WHAT IS EXPECTED. Reproduce the data below, switching every "a pin per instance" to "one point each" and keeping all other text the same.

GIVEN RECORDS.
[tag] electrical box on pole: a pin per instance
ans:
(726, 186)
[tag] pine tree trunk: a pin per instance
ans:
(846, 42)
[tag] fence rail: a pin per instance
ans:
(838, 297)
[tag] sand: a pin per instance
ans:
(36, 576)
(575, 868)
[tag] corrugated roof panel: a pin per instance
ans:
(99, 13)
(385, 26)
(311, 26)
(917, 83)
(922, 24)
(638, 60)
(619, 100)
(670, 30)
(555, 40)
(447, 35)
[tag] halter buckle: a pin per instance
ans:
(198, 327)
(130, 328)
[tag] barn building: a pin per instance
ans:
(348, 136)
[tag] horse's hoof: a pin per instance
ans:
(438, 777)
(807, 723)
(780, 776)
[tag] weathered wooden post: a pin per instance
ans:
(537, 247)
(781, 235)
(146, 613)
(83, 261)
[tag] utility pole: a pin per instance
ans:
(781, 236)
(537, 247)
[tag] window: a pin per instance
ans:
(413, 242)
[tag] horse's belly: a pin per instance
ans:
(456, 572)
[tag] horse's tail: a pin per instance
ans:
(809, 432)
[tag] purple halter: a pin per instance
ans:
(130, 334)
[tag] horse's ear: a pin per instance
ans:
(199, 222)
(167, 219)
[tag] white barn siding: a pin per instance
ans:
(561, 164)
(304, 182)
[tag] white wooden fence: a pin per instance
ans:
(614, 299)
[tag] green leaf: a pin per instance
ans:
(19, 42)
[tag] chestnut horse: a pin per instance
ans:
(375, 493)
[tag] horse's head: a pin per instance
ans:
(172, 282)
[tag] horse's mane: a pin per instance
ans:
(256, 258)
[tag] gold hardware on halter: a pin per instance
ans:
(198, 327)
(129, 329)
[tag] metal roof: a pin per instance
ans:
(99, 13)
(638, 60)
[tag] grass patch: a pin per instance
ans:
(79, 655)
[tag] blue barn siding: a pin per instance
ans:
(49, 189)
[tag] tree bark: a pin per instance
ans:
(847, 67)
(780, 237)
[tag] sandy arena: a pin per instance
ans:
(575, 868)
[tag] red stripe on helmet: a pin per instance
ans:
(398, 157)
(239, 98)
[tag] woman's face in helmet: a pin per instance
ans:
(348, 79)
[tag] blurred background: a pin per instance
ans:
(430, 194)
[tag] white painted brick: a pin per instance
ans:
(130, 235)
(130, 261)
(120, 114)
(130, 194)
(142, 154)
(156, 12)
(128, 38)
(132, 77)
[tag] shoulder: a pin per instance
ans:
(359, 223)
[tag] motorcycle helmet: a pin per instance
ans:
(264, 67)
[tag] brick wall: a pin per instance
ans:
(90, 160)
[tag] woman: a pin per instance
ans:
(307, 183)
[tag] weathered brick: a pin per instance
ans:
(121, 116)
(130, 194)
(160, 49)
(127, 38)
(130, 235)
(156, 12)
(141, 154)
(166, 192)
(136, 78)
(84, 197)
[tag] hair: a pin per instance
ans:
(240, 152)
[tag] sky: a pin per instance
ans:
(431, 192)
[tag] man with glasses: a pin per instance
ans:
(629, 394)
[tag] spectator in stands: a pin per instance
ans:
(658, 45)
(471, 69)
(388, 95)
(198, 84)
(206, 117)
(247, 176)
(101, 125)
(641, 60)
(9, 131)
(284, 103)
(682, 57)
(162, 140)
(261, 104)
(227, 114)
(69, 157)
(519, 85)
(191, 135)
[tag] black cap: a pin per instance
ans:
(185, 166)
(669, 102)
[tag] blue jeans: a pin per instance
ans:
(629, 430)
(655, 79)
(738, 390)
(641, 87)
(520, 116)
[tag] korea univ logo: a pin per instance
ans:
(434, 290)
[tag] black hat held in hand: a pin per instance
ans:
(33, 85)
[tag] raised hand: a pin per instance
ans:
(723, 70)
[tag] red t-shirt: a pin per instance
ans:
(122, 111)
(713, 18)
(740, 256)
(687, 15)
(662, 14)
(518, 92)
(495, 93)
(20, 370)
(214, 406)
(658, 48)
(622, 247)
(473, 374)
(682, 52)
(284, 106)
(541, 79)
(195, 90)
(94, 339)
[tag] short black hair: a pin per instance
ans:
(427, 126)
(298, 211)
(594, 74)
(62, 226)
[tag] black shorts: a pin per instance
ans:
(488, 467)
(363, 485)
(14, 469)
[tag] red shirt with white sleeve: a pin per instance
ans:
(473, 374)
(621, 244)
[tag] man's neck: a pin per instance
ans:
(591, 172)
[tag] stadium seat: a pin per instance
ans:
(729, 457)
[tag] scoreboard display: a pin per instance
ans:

FULL OUTPUT.
[tag] electrical box on pole: one point each
ans:
(726, 186)
[tag] pine tree trunk: one point each
ans:
(846, 42)
[tag] fence rail: one point each
ans:
(838, 297)
[tag] sand: one point each
ans:
(36, 576)
(575, 868)
[tag] corrugated roof panel: one point each
ans:
(99, 13)
(385, 26)
(311, 26)
(917, 83)
(922, 24)
(638, 60)
(619, 100)
(670, 30)
(555, 40)
(447, 35)
[tag] halter buckle: one point each
ans:
(198, 327)
(130, 328)
[tag] barn building: one point each
ans:
(348, 136)
[tag] horse's hoof: one point each
ans:
(438, 777)
(807, 723)
(780, 776)
[tag] weathered wooden post: one point each
ans:
(537, 247)
(781, 235)
(146, 613)
(83, 261)
[tag] utility pole: one point each
ans:
(781, 236)
(537, 247)
[tag] window: one point each
ans:
(413, 242)
[tag] horse's belly: one point each
ans:
(456, 572)
[tag] horse's tail: one point each
ans:
(809, 432)
[tag] purple halter: one point each
ans:
(130, 334)
[tag] horse's ear: one point each
ans:
(199, 222)
(167, 219)
[tag] white barn siding: one point each
ans:
(561, 164)
(304, 182)
[tag] white wooden fence: one point each
ans:
(614, 299)
[tag] green leaf: one point each
ans:
(19, 42)
[tag] chestnut horse: one point each
ans:
(375, 493)
[tag] horse's head: one point each
ans:
(172, 282)
[tag] horse's mane: one point each
ans:
(256, 258)
[tag] gold hardware on halter: one point each
ans:
(198, 327)
(129, 329)
[tag] metal roof: one point each
ans:
(99, 13)
(638, 60)
[tag] grass patch: one point each
ans:
(79, 655)
[tag] blue barn siding: one point each
ans:
(49, 189)
[tag] tree bark: one point each
ans:
(847, 67)
(780, 237)
[tag] sandy arena: one point each
ans:
(575, 868)
[tag] red stripe on helmet: one point each
ans:
(398, 157)
(239, 98)
[tag] woman's face in helmet: one point each
ans:
(348, 79)
[tag] blurred background: one point each
ans:
(430, 194)
[tag] white painted brick: one point each
ans:
(130, 235)
(130, 261)
(120, 114)
(130, 194)
(142, 154)
(156, 12)
(128, 38)
(132, 77)
[tag] shoulder: one point each
ans:
(359, 223)
[tag] motorcycle helmet: one point each
ans:
(264, 67)
[tag] brick wall: one point each
ans:
(90, 160)
[tag] woman: one point each
ans:
(307, 183)
[tag] weathered brick: one point each
ans:
(121, 116)
(130, 194)
(160, 49)
(127, 38)
(130, 235)
(156, 12)
(141, 154)
(166, 192)
(136, 78)
(84, 197)
[tag] hair: one point each
ans:
(240, 152)
[tag] sky: one point each
ans:
(431, 192)
[tag] man with glasses: one point each
ans:
(629, 394)
[tag] spectator in stands: one point each
ans:
(658, 45)
(471, 69)
(388, 95)
(198, 84)
(206, 117)
(247, 176)
(101, 125)
(641, 60)
(9, 131)
(284, 103)
(682, 57)
(162, 140)
(261, 104)
(227, 114)
(69, 157)
(519, 85)
(191, 135)
[tag] black cap: one point each
ans:
(185, 166)
(669, 102)
[tag] blue jeans: one point each
ans:
(629, 430)
(655, 79)
(738, 390)
(641, 87)
(520, 116)
[tag] korea univ logo: one point each
ans:
(434, 290)
[tag] black hat held in hand: one point each
ans:
(33, 85)
[tag] raised hand: one point each
ans:
(723, 70)
[tag] red t-shirt: one point each
ans:
(122, 111)
(713, 18)
(740, 256)
(687, 15)
(662, 14)
(518, 92)
(495, 93)
(20, 370)
(214, 406)
(658, 48)
(622, 247)
(473, 374)
(682, 52)
(284, 106)
(541, 79)
(195, 90)
(94, 339)
[tag] short black hair: one point each
ans:
(427, 126)
(298, 211)
(594, 74)
(62, 226)
[tag] black shorts: one point each
ans:
(488, 467)
(363, 485)
(14, 469)
[tag] red shirt with white sleeve: one point each
ans:
(473, 374)
(621, 244)
[tag] man's neck: one point each
ans:
(591, 172)
[tag] stadium seat: one point each
ans:
(729, 457)
[tag] scoreboard display: one point each
ans:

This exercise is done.